** START **

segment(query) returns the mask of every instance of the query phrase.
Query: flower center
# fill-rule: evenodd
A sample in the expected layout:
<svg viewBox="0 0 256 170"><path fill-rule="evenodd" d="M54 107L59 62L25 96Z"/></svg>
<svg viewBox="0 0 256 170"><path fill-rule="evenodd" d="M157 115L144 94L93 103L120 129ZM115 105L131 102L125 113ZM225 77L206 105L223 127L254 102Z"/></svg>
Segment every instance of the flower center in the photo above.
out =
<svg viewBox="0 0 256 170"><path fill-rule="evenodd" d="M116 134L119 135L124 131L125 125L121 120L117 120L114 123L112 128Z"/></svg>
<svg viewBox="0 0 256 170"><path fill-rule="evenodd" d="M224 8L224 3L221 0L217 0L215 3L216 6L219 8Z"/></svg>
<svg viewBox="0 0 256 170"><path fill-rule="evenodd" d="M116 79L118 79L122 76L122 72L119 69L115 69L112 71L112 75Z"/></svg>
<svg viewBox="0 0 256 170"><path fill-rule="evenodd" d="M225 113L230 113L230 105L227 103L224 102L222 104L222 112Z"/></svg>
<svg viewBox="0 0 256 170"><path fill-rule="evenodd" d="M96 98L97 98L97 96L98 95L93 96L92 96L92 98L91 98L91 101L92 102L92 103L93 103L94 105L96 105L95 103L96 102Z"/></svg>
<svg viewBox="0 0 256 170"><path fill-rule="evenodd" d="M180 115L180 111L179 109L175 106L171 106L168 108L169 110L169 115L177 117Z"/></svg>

** END **

Return each line of the records above verbatim, with no changes of any kind.

-- Answer to the task --
segment(query) returns the mask of every instance of the query phrase.
Query: flower center
# fill-rule: evenodd
A sample in the expected layout:
<svg viewBox="0 0 256 170"><path fill-rule="evenodd" d="M54 107L59 62L25 96Z"/></svg>
<svg viewBox="0 0 256 170"><path fill-rule="evenodd" d="M157 115L144 94L93 103L120 129ZM115 105L131 102L125 113ZM225 77L206 105L223 127L254 102Z"/></svg>
Segment every instance of the flower center in the photo above.
out =
<svg viewBox="0 0 256 170"><path fill-rule="evenodd" d="M116 134L119 135L124 131L125 125L121 120L117 120L114 123L112 128Z"/></svg>
<svg viewBox="0 0 256 170"><path fill-rule="evenodd" d="M224 8L224 3L221 0L217 0L215 3L216 6L219 8Z"/></svg>
<svg viewBox="0 0 256 170"><path fill-rule="evenodd" d="M116 79L118 79L122 76L122 72L119 69L115 69L112 71L112 75Z"/></svg>
<svg viewBox="0 0 256 170"><path fill-rule="evenodd" d="M225 113L230 113L230 105L227 103L224 102L222 104L222 112Z"/></svg>
<svg viewBox="0 0 256 170"><path fill-rule="evenodd" d="M96 98L97 98L97 96L98 95L93 96L92 96L92 98L91 98L91 101L92 102L92 103L93 103L94 105L96 105L95 103L96 102Z"/></svg>
<svg viewBox="0 0 256 170"><path fill-rule="evenodd" d="M180 115L180 111L179 109L175 106L171 106L168 108L169 110L169 115L177 117Z"/></svg>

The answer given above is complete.